■ Article

[Start]

The Nuclear Regulatory Commission is expected to approve Atlanta-based Southern Co.'s request to build two nuclear reactors at its Vogtle site south of Augusta.

If approved, the $14 billion reactors could begin operating as soon as 2016 and 2017.

The NRC last approved construction of a nuclear plant in 1978, a year before a partial meltdown of the Three Mile Island nuclear plant in Pennsylvania raised fears of a radiation release and brought new reactor orders nearly to a halt.

The NRC approved a new reactor design for the Vogtle plant in December. Utility companies in Florida and the Carolinas also plan new reactors that use the same design by Westinghouse Electric Co.

The planned reactors are remnants of a once-anticipated building boom that the power industry dubbed the "nuclear renaissance."

President Barack Obama has offered the Vogtle project $8.3 billion in federal loan guarantees as part of its pledge to expand nuclear power.

Obama and other proponents say greater use of nuclear power could cut the nation's reliance on fossil fuels and create energy without producing emissions blamed for global warming. A new government permit process strongly encourages utilities to use pre-approved reactor designs rather than building custom models, a strategy intended to make construction easier and less expensive.

[End]

■ Stated exercise a
Transcribe the article on the planned Vogtle nuclear reactors in full, without any changes.

■ Data to process
[Start]

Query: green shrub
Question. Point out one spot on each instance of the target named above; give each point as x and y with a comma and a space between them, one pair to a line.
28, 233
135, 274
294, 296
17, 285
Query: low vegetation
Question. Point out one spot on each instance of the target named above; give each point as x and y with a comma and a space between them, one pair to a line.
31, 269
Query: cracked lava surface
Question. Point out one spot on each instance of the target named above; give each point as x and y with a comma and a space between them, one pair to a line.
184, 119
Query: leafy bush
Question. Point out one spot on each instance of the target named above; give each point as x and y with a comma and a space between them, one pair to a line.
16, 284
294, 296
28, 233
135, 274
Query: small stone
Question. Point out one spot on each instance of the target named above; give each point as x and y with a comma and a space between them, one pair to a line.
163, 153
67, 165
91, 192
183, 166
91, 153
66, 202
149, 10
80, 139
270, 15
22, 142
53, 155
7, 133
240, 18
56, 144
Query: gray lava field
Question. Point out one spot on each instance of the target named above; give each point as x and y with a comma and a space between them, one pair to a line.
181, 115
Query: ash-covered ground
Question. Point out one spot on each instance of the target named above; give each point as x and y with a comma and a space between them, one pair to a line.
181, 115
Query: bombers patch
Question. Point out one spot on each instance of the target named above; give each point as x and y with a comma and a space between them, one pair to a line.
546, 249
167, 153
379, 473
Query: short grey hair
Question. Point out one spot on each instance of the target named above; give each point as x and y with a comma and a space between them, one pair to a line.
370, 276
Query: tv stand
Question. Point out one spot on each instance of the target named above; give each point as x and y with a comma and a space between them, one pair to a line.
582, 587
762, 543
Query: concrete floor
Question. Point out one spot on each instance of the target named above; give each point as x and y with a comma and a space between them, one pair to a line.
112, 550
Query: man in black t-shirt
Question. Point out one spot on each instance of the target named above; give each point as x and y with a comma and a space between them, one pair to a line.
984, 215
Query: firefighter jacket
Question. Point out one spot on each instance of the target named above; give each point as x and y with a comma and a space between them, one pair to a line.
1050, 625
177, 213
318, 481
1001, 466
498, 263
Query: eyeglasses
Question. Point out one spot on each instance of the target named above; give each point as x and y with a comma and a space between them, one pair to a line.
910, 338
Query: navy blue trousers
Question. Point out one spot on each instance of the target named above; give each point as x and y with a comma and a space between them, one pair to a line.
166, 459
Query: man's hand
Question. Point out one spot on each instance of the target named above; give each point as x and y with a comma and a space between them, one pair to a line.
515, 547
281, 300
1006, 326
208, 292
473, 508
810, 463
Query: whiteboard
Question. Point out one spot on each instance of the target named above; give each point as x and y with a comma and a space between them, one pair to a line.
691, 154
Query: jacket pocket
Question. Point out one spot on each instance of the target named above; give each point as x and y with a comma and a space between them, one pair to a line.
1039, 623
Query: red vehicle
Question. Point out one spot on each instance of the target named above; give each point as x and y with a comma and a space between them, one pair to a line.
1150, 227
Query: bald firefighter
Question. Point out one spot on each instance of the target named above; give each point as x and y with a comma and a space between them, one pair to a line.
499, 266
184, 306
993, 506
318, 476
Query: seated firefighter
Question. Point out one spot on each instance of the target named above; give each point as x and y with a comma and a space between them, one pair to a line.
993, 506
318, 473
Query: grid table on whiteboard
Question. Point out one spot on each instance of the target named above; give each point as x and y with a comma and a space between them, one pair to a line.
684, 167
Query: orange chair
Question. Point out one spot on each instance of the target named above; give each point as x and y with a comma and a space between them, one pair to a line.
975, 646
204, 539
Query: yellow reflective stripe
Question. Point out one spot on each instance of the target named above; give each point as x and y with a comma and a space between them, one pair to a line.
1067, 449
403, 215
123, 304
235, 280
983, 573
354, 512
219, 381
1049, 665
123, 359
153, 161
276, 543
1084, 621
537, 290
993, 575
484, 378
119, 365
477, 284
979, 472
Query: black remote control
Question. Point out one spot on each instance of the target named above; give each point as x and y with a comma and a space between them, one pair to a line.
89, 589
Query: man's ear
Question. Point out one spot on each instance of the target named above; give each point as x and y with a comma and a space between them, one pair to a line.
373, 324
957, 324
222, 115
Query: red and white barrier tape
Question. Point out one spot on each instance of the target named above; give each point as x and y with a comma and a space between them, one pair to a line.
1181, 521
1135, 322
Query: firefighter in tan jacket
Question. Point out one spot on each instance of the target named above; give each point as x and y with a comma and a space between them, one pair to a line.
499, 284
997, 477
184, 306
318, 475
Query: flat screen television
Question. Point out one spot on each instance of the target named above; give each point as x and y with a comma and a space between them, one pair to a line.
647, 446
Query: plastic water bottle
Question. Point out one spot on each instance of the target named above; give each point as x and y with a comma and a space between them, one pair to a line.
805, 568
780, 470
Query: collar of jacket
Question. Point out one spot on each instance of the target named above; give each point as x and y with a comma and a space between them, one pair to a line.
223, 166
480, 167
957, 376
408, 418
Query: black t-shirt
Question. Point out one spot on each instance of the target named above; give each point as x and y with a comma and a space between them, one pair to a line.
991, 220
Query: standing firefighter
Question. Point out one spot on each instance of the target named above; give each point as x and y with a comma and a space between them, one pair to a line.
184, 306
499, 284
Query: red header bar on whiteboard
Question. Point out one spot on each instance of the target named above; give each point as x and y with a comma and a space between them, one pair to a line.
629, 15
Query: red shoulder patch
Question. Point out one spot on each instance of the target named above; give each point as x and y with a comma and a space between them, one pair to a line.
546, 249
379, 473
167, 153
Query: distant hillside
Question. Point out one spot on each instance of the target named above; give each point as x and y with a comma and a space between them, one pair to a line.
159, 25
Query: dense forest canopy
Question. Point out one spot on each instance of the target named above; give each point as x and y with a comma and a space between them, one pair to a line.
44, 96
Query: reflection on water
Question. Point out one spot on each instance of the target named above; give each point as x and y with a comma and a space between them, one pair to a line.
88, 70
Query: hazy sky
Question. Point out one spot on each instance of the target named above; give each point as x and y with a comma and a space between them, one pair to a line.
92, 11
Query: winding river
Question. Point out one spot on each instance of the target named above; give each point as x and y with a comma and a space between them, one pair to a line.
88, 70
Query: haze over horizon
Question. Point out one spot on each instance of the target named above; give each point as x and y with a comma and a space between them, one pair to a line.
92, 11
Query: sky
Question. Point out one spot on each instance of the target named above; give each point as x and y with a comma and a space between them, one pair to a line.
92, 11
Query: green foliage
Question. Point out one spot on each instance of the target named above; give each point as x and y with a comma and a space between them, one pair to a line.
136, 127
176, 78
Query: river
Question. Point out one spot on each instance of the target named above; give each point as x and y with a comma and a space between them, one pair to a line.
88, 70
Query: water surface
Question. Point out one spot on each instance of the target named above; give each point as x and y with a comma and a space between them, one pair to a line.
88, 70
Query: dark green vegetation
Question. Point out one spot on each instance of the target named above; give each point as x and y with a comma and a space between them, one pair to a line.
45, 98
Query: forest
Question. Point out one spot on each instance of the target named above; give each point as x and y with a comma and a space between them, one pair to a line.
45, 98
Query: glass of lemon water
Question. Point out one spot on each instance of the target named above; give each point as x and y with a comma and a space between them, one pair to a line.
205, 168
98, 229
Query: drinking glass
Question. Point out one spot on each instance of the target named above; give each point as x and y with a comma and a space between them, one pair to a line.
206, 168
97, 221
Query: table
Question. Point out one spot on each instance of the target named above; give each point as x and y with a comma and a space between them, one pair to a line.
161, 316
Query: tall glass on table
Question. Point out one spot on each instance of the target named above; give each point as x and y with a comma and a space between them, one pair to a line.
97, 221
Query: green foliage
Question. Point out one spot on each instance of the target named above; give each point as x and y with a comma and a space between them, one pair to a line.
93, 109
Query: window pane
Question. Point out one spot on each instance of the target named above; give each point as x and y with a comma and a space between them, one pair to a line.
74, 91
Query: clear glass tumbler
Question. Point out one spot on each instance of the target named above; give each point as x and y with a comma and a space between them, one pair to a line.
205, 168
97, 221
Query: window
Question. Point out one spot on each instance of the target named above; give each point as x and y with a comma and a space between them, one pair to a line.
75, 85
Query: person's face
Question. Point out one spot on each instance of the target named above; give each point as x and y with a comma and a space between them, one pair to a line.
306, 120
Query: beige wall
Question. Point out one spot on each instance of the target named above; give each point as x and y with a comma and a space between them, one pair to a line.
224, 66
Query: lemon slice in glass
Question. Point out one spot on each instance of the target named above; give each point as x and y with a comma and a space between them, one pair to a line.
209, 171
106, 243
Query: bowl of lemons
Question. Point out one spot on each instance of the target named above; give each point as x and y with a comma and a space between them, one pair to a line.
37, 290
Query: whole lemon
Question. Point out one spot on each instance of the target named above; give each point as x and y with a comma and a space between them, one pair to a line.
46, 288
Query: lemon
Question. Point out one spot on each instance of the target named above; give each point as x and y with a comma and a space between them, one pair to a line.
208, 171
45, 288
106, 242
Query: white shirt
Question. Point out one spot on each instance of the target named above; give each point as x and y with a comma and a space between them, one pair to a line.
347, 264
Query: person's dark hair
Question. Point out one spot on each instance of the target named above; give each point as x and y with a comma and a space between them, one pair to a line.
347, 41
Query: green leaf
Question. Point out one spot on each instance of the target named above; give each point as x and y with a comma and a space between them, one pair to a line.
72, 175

[End]

■ Stated exercise b
Reproduce verbatim the lines of the records from the line containing "Query: white shirt" through the last line of the records, inclusive.

■ Task output a
The Nuclear Regulatory Commission is expected to approve Atlanta-based Southern Co.'s request to build two nuclear reactors at its Vogtle site south of Augusta.

If approved, the $14 billion reactors could begin operating as soon as 2016 and 2017.

The NRC last approved construction of a nuclear plant in 1978, a year before a partial meltdown of the Three Mile Island nuclear plant in Pennsylvania raised fears of a radiation release and brought new reactor orders nearly to a halt.

The NRC approved a new reactor design for the Vogtle plant in December. Utility companies in Florida and the Carolinas also plan new reactors that use the same design by Westinghouse Electric Co.

The planned reactors are remnants of a once-anticipated building boom that the power industry dubbed the "nuclear renaissance."

President Barack Obama has offered the Vogtle project $8.3 billion in federal loan guarantees as part of its pledge to expand nuclear power.

Obama and other proponents say greater use of nuclear power could cut the nation's reliance on fossil fuels and create energy without producing emissions blamed for global warming. A new government permit process strongly encourages utilities to use pre-approved reactor designs rather than building custom models, a strategy intended to make construction easier and less expensive.

■ Task output b
Query: white shirt
Question. Point out one spot on each instance of the target named above; give each point as x and y with a comma and a space between them, one pair to a line.
347, 264
Query: person's dark hair
Question. Point out one spot on each instance of the target named above; give each point as x and y with a comma and a space between them, one pair to a line.
347, 41
Query: green leaf
Question. Point out one spot on each instance of the target named above; give each point as x and y with a comma and a space between them, one pair to a line.
72, 175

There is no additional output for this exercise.